» **Page**
--- START ---

Osvaldo Louis Guglielmi

Osvaldo Louis Guglielmi, “Subway Exit, 1946, Oil on Canvas, 76.2 x 66 cm, Jule Collins Smith Museum of Fine Art, Auburn University

Born in April of 1906 in Cairo, Osvaldo Louis Guglielmi was an American painter. He was the only son of Talmiro Guglielmi, a violinist and viola player with Arturo Toscanini’s orchestra, and Dometilla Secchi Guglielmi, who returned to her native Milan shortly after her son’s birth. Talmiro Guglielmi toured with Toscanini’s orchestra throughout Australia, Europe and the Americas. After a tour through Canada, Brazil and North America with Russian ballerina Anna Pavolova, he brought his family to New York City where the settled in the largely Italian immigrant community of East Harlem.

At a young age, Louis Guglielmi pursued an interest in sculpture and worked in a local bronze casting facility in the city. During his high school years,.he began in 1920 evening art classes at the National Academy of Design and studied sculpture at Manhattan’s Beaux Arts Institute. In 1923, Guglielmi  left high school to concentrate full-time on courses at the National Academy. At his life drawing class, Guglielmi met fellow student Gregorio Prestopino, who is known for his  social realist scenes of the urban working-class executed  in the style of the Ashcan School . Through their college years, the two men shared a studio space in the city. 

After his graduation in 1926, Guglielmi struggled financially for six years and took various inadequately-paid jobs to support his painting. In 1927 at the age of twenty-one, he was granted citizenship in the United States. Guglielmi relocated in 1932 to the New England area and, once again, began a serious period of intense painting. With the aid of a fellowship, he was able to spend eleven summers at the prestigious MacDowell Art Colony in Peterborough, New Hampshire. The solitude of the scenery surrounding the colony and Guglielmi’s interactions with his fellow artists inspired him and focused a new  direction to his work: the plight of humanity caught in the midst of the Great Depression.

During the early 1930s as the Depression settled on the country, Louis Guglielmi applied for relief from the government. In 1934, he managed to secure meager wages as a painter for the Works Project Administration, the federal New Deal program the employed jobseekers, mostly men and not formally educated, for public works projects. This program subsidized many artists and craftsmen in the 1930s. Guglielmi worked with the WPA for five years during which time he traveled and painted both easel work and murals.

--- END ---

» **Task statement**
Set down the stretch of the Guglielmi biography from "After his graduation" through "the Great Depression.", copying it word for word.

» **Data**
--- START ---

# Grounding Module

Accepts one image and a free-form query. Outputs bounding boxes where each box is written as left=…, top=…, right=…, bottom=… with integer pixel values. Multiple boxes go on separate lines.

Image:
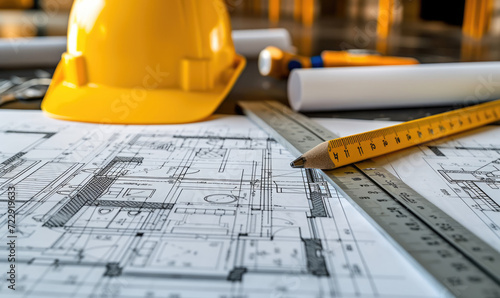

--- END ---

» **Complete answer**
After his graduation in 1926, Guglielmi struggled financially for six years and took various inadequately-paid jobs to support his painting. In 1927 at the age of twenty-one, he was granted citizenship in the United States. Guglielmi relocated in 1932 to the New England area and, once again, began a serious period of intense painting. With the aid of a fellowship, he was able to spend eleven summers at the prestigious MacDowell Art Colony in Peterborough, New Hampshire. The solitude of the scenery surrounding the colony and Guglielmi’s interactions with his fellow artists inspired him and focused a new  direction to his work: the plight of humanity caught in the midst of the Great Depression.